● ARTICLE:
════════
In public transportation, the accuracy of the arrival time of buses is the most difficult information to predict. The arrival times of rail lines can be more precisely predicted because the routes of public rail transportation are fixed and not easily disturbed during locomotion. In contrast, buses drive on the same infrastructure as general cars, and thus the prediction accuracy of the arrival time is easily affected by traffic conditions. This issue has become a major obstacle to develop bus arrival time prediction systems.

Arrival time prediction systems for public transportation are often developed with the use of modern wireless telecommunications, including wireless sensor networks (WSNs) [16]. A WSN is composed of a large number of inexpensive microsensor nodes deployed in the monitoring area [7, 8] and communicates via wireless communication [9]. A WSN is easy to deploy, programmable, and dynamically reconfigurable [10, 11].

WSNs are also suitable for applications that require network provision system environments that are fast, easy, or impossible to preestablish; WSNs can gradually replace the traditional sensor application systems that are monitored using artificial methods. WSNs can efficiently and automatically retrieve data using wireless network transmission.

Existing bus arrival time prediction systems transmit the data collected to centralized servers. However, this type of system has considerable overhead in bus systems in fairly developed areas. Because many buses drive on roads simultaneously, a significant amount of data is sent to the server in certain periods. The server must analyze and calculate these data to predict the arrival time of each bus. These data must be processed and sent in real time, so they cannot be delayed by any system overhead; otherwise, the prediction accuracy will be affected.

This paper proposes a method of combining a peer-to-peer (P2P) overlay network and WSN to develop a bus arrival time prediction system. A P2P overlay network is added to traditional prediction systems to allow for real-time data. Each bus is installed with a sensor, and each bus stop can receive data sent from sensors. Due to the distance limitation of sensors, the sensors on buses and the data-receiving device of a bus station form a single WSN environment. All bus stations and station termini are connected to form a P2P overlay network, which is used to transmit real-time bus information and predict bus arrival times. Through the WSN technology, bus stations retrieve data from buses and transmit these data to subsequent bus stations to estimate the bus arrival times. This approach can be a powerful tool for monitoring and predicting traffic conditions.
════════
● MATERIAL SUPPLIED:

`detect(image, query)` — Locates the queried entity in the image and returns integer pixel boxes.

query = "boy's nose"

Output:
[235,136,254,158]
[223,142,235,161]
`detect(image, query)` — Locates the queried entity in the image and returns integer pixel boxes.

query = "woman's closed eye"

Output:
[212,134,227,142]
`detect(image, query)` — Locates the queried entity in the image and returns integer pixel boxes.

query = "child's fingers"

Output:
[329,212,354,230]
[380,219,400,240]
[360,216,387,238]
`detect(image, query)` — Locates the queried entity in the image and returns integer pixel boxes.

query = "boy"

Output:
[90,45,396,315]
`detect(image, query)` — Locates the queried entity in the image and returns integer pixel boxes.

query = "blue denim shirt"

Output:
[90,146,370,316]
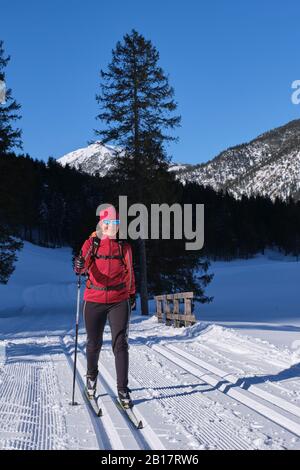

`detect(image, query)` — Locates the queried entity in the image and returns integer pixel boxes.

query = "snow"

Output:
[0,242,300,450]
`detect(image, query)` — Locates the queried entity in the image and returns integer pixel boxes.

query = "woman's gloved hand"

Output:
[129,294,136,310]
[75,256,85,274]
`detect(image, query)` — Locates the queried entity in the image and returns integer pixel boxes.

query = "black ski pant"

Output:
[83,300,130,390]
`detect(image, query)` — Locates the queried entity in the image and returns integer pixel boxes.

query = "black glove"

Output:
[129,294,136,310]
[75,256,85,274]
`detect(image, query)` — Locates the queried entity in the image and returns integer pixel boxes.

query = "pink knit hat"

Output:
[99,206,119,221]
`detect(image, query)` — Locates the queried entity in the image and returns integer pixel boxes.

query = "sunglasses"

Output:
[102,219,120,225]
════════
● EXERCISE SET:
**1)** According to the bus arrival passage, why can rail arrival times be predicted more precisely than bus arrival times?
**2)** The bus arrival passage describes a WSN as a network of inexpensive microsensor nodes that communicates wirelessly. List the characteristics of a WSN given in the sentence right after that description.
The material comes from a different source than the bus arrival passage.

● RESULTS OF THE EXERCISE:
**1)** Rail routes are fixed and not easily disturbed during locomotion.

**2)** Easy to deploy, programmable, and dynamically reconfigurable.